→ **About this task**
Every line of the entries below that includes "format" belongs in the answer, copied as written.

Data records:
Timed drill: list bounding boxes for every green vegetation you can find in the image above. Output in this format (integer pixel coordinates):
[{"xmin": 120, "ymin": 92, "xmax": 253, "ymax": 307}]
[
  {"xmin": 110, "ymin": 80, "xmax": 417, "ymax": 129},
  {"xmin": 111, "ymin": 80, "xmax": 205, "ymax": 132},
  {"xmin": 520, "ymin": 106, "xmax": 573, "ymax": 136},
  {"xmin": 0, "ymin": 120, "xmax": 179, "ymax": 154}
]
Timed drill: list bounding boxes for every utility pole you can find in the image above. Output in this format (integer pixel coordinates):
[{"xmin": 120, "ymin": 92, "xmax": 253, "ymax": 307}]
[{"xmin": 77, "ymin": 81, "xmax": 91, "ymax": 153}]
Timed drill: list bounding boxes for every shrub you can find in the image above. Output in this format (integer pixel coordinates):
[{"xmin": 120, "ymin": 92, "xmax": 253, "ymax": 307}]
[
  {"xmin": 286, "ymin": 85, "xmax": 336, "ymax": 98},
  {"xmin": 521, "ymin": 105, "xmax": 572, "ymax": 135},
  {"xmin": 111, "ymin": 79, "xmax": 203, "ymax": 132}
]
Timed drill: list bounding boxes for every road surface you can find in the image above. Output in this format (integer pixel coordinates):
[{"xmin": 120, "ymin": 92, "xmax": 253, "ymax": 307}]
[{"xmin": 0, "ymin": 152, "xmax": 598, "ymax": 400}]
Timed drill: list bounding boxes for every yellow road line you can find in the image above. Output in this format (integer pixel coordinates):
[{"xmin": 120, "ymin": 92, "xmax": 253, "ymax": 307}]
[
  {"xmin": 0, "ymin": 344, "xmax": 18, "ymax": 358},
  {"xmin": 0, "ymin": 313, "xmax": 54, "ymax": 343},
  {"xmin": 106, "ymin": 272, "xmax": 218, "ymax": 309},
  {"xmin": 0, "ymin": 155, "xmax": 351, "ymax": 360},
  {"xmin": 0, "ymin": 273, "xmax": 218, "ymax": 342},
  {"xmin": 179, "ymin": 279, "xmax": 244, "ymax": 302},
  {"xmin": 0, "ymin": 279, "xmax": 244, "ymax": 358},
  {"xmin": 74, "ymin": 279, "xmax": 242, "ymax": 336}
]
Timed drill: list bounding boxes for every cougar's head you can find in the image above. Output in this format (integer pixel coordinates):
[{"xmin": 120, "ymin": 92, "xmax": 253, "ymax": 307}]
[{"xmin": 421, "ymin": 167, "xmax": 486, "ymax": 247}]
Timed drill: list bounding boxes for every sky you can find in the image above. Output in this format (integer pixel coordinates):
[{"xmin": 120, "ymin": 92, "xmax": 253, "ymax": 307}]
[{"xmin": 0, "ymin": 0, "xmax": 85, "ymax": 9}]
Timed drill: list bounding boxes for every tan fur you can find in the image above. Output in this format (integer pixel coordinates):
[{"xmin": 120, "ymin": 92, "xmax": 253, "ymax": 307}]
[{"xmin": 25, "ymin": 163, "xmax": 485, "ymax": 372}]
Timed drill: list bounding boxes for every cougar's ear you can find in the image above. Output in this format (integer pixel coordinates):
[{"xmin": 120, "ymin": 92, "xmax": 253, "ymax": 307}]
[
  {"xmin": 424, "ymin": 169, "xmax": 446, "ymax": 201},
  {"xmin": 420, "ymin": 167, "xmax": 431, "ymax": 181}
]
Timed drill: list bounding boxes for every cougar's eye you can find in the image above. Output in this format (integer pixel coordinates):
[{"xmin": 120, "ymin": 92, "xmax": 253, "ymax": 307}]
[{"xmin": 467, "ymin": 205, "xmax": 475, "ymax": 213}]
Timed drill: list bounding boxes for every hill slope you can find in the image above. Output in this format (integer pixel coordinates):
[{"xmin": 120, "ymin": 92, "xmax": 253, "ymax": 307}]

→ **Exercise answer**
Timed drill: list bounding boxes for every green vegetation you can find in the image above. Output in this format (integer pixel coordinates):
Timed drill: list bounding boxes for every utility pole you can find in the image above. Output in this format (integer pixel coordinates):
Timed drill: list bounding boxes for every shrub you can find in the image above. Output in this format (integer pixel coordinates):
Timed drill: list bounding boxes for every road surface you can find in the image above. Output in this format (integer pixel coordinates):
Timed drill: list bounding boxes for every yellow road line you can find in the image above. Output in this format (integer pixel coordinates):
Timed drill: list bounding boxes for every cougar's head you can find in the image above. Output in this format (integer pixel coordinates):
Timed drill: list bounding boxes for every sky you can find in the image above. Output in this format (integer pixel coordinates):
Timed drill: list bounding boxes for every tan fur you can find in the image above. Output in this format (integer pixel coordinates):
Timed drill: list bounding boxes for every cougar's ear you can find in the image above. Output in this format (integer pixel coordinates):
Timed drill: list bounding boxes for every cougar's eye you can find in the image above. Output in this format (integer pixel coordinates):
Timed drill: list bounding boxes for every hill slope you can find in the image above. Output in this format (integer pixel coordinates):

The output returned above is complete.